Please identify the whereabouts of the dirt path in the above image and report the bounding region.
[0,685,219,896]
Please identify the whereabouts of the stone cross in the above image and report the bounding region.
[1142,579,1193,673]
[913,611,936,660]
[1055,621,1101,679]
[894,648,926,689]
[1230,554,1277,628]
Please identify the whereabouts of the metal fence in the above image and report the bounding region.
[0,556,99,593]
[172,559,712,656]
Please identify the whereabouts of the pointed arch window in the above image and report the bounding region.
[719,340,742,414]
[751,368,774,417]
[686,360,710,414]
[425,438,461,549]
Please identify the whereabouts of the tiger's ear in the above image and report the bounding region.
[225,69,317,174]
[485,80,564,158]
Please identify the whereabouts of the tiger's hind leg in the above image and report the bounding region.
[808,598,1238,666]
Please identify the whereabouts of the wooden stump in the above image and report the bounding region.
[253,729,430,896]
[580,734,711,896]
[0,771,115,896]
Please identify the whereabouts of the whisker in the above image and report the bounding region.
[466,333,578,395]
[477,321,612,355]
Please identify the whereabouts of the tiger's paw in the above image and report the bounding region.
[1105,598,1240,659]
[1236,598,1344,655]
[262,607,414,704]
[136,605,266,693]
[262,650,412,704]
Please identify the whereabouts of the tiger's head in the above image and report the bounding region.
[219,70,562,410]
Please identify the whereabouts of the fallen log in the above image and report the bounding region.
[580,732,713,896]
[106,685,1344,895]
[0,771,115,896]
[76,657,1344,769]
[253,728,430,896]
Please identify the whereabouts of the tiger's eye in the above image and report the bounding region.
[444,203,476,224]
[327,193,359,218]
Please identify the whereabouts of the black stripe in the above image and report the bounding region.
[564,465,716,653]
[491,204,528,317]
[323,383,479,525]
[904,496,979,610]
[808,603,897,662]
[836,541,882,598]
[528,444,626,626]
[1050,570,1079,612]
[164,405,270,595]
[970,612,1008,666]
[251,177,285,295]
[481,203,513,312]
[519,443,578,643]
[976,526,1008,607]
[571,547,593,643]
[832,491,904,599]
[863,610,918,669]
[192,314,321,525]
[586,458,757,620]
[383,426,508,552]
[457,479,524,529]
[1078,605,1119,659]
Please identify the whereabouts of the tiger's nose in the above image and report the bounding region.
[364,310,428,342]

════

## What is needed
Format the records above as a two-column CSV with the header row text,answer, one row per record. Put the record's text and its answer each in a single quoted field, replacing any line breaks with spaces.

## Response to this task
text,answer
"Please identify the whereabouts of the dirt path in the above image and report the bounding region.","[0,685,219,896]"
"Please identify the whereabouts of the stone cross in the above image and report the bounding region.","[1142,579,1193,673] [913,611,936,660] [1055,621,1101,679] [894,648,926,689] [1230,554,1277,628]"
"Please identify the whereabouts of the metal fence in the above image and report the bounding region.","[0,556,99,593] [172,559,712,656]"
"Please identify the whereabouts of the pointed arch window in the above image and report the bounding region.","[719,340,742,414] [751,368,774,417] [686,360,710,414] [425,438,461,549]"
"Please identify the whereabouts of the tiger's ear in the above image and report the bounding region.","[225,69,317,174] [485,80,564,158]"
"Please identify the whereabouts of the tiger's hind leg in the above image and report the bounding region.","[808,598,1238,666]"
"Please identify the whereabouts of the wooden stump in the above image and report the bounding region.","[253,729,430,896] [580,734,711,896] [0,771,115,896]"
"Please identify the whereabouts of the whisker in the above image and report the bounding region.","[466,333,578,395] [477,321,612,355]"
"Please identify the whereabouts of the tiger's paw in the above image and report the bounding region.","[1105,598,1240,659] [1236,598,1344,655] [262,607,414,704] [136,605,266,693] [262,650,412,704]"
"Please identify the whereabouts of the tiger's head in the above image and report the bounding region.","[219,70,562,410]"
"Please identify the whereabouts of the fallen log in the above image and report the bounding region.","[580,732,713,896] [106,685,1344,895] [0,771,115,896] [76,657,1344,769] [253,728,430,896]"
"Please identify the whereabouts of the tiger's eye in the above image and report the bounding region.","[444,203,476,224] [327,193,359,218]"
"Please identify the whereabouts of the black stripe in the above image and report the bounding region.","[564,465,716,653] [491,204,528,317] [323,383,479,525] [904,496,979,610] [808,603,897,662] [836,541,882,598] [528,444,626,626] [1050,570,1079,612] [164,405,270,595] [970,612,1008,666] [251,177,285,295] [481,203,513,312] [519,443,578,643] [976,526,1008,607] [571,547,593,643] [832,491,904,599] [863,610,918,669] [192,314,321,525] [586,458,757,620] [383,426,508,552] [457,479,524,529] [1078,605,1119,659]"
"Please identify the whereabouts of the tiger's nose in the above image and report the bounding region.","[364,310,428,342]"